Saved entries
------------------------------------

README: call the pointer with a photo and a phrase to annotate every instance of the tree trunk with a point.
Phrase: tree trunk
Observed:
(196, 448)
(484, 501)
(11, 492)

------------------------------------

Work request.
Show the lines above that have the word "trunk".

Result.
README: call the pointer with a photo and a phrase to annotate every instance of the tree trunk with a point.
Phrase: tree trunk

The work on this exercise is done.